**What the task asks:** Rewrite the material from the line containing "Find the hillside" through the line containing "xmin=251 ymin=222 xmax=640 ymax=426", inclusive, as a numbered list, leaving out any blank lines.
BEGIN
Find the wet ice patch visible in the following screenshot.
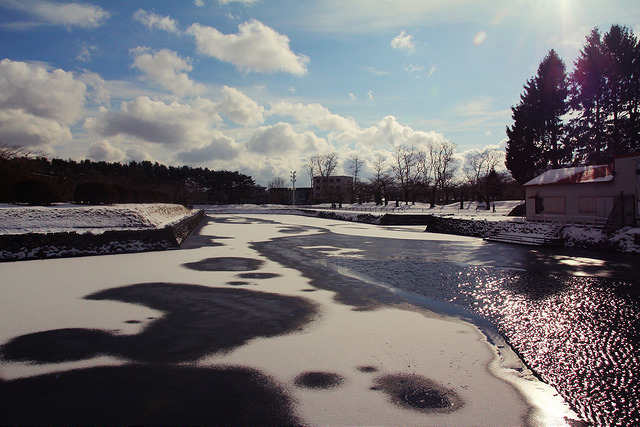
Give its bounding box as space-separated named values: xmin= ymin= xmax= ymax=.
xmin=182 ymin=257 xmax=264 ymax=271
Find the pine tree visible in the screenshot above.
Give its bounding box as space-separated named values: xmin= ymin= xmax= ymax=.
xmin=506 ymin=50 xmax=571 ymax=184
xmin=571 ymin=25 xmax=640 ymax=163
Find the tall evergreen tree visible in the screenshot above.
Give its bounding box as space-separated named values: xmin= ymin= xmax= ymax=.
xmin=506 ymin=50 xmax=571 ymax=184
xmin=571 ymin=25 xmax=640 ymax=163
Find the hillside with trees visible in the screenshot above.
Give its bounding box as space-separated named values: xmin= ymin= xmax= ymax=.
xmin=0 ymin=146 xmax=257 ymax=205
xmin=506 ymin=25 xmax=640 ymax=184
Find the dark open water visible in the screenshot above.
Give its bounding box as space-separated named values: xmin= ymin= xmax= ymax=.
xmin=251 ymin=222 xmax=640 ymax=426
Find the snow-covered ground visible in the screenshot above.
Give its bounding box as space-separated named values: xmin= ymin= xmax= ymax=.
xmin=0 ymin=214 xmax=575 ymax=426
xmin=0 ymin=200 xmax=640 ymax=253
xmin=0 ymin=203 xmax=191 ymax=234
xmin=200 ymin=200 xmax=640 ymax=254
xmin=199 ymin=200 xmax=522 ymax=221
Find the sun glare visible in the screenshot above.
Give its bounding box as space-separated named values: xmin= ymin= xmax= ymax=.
xmin=473 ymin=31 xmax=487 ymax=46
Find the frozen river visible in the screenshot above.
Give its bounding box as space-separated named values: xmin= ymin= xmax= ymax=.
xmin=0 ymin=214 xmax=638 ymax=426
xmin=244 ymin=217 xmax=640 ymax=426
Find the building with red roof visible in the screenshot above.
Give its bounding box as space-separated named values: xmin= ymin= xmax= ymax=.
xmin=524 ymin=153 xmax=640 ymax=226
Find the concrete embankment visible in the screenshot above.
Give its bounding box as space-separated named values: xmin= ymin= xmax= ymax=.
xmin=0 ymin=210 xmax=205 ymax=262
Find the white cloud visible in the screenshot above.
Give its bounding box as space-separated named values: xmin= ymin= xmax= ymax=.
xmin=338 ymin=116 xmax=444 ymax=151
xmin=125 ymin=145 xmax=153 ymax=162
xmin=3 ymin=0 xmax=111 ymax=29
xmin=176 ymin=130 xmax=239 ymax=164
xmin=247 ymin=122 xmax=328 ymax=155
xmin=187 ymin=19 xmax=309 ymax=75
xmin=131 ymin=47 xmax=205 ymax=96
xmin=0 ymin=109 xmax=72 ymax=147
xmin=85 ymin=97 xmax=221 ymax=147
xmin=267 ymin=101 xmax=359 ymax=131
xmin=391 ymin=31 xmax=416 ymax=53
xmin=133 ymin=9 xmax=180 ymax=34
xmin=87 ymin=139 xmax=127 ymax=162
xmin=367 ymin=67 xmax=391 ymax=76
xmin=0 ymin=59 xmax=87 ymax=125
xmin=78 ymin=71 xmax=110 ymax=105
xmin=76 ymin=44 xmax=98 ymax=62
xmin=219 ymin=86 xmax=264 ymax=126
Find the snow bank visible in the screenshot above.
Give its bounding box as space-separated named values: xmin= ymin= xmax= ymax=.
xmin=0 ymin=203 xmax=191 ymax=234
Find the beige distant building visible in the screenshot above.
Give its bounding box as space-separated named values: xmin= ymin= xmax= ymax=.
xmin=312 ymin=176 xmax=353 ymax=203
xmin=524 ymin=153 xmax=640 ymax=226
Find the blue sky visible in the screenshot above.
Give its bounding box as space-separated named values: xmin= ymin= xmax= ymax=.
xmin=0 ymin=0 xmax=640 ymax=185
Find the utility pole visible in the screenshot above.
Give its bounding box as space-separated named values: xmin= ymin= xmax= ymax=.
xmin=291 ymin=171 xmax=296 ymax=206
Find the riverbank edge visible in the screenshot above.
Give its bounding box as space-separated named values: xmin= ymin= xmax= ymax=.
xmin=0 ymin=209 xmax=206 ymax=262
xmin=299 ymin=209 xmax=640 ymax=254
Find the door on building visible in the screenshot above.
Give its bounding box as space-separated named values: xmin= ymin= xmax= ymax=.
xmin=596 ymin=197 xmax=613 ymax=218
xmin=622 ymin=194 xmax=636 ymax=225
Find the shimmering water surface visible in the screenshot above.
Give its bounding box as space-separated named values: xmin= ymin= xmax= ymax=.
xmin=257 ymin=229 xmax=640 ymax=426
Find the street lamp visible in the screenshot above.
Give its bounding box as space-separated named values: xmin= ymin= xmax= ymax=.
xmin=291 ymin=171 xmax=296 ymax=206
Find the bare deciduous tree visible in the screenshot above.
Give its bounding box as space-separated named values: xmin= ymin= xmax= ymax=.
xmin=349 ymin=154 xmax=363 ymax=203
xmin=369 ymin=154 xmax=392 ymax=205
xmin=391 ymin=145 xmax=418 ymax=204
xmin=427 ymin=140 xmax=458 ymax=207
xmin=464 ymin=150 xmax=504 ymax=209
xmin=267 ymin=176 xmax=289 ymax=190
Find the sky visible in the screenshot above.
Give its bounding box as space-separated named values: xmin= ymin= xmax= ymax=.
xmin=0 ymin=0 xmax=640 ymax=186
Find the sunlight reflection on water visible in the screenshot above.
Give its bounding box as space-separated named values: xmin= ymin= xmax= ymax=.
xmin=331 ymin=258 xmax=640 ymax=425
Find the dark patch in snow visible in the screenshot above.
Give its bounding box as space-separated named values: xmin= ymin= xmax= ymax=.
xmin=293 ymin=372 xmax=344 ymax=389
xmin=238 ymin=273 xmax=280 ymax=279
xmin=182 ymin=257 xmax=264 ymax=271
xmin=227 ymin=281 xmax=255 ymax=286
xmin=372 ymin=374 xmax=463 ymax=413
xmin=0 ymin=283 xmax=318 ymax=363
xmin=0 ymin=365 xmax=302 ymax=425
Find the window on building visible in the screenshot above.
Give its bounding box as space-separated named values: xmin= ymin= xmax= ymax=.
xmin=578 ymin=197 xmax=597 ymax=213
xmin=544 ymin=197 xmax=565 ymax=214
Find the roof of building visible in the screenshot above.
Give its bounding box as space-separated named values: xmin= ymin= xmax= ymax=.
xmin=524 ymin=165 xmax=613 ymax=186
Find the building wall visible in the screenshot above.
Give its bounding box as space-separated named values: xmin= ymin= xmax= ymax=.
xmin=526 ymin=154 xmax=640 ymax=222
xmin=313 ymin=176 xmax=353 ymax=203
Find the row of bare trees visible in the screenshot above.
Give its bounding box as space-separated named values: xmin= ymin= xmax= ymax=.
xmin=360 ymin=140 xmax=510 ymax=207
xmin=280 ymin=140 xmax=519 ymax=208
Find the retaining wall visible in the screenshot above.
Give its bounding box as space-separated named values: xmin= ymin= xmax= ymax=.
xmin=0 ymin=210 xmax=205 ymax=262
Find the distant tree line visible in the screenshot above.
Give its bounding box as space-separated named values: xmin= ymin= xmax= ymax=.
END
**Result below:**
1. Find the hillside with trees visible in the screenshot above.
2. Give its bounding box as space-separated named values: xmin= ymin= xmax= ymax=.
3. xmin=0 ymin=146 xmax=257 ymax=205
4. xmin=506 ymin=25 xmax=640 ymax=184
5. Find the dark open water visible in the screenshot above.
6. Give its bounding box as space-separated named values: xmin= ymin= xmax= ymax=.
7. xmin=251 ymin=222 xmax=640 ymax=426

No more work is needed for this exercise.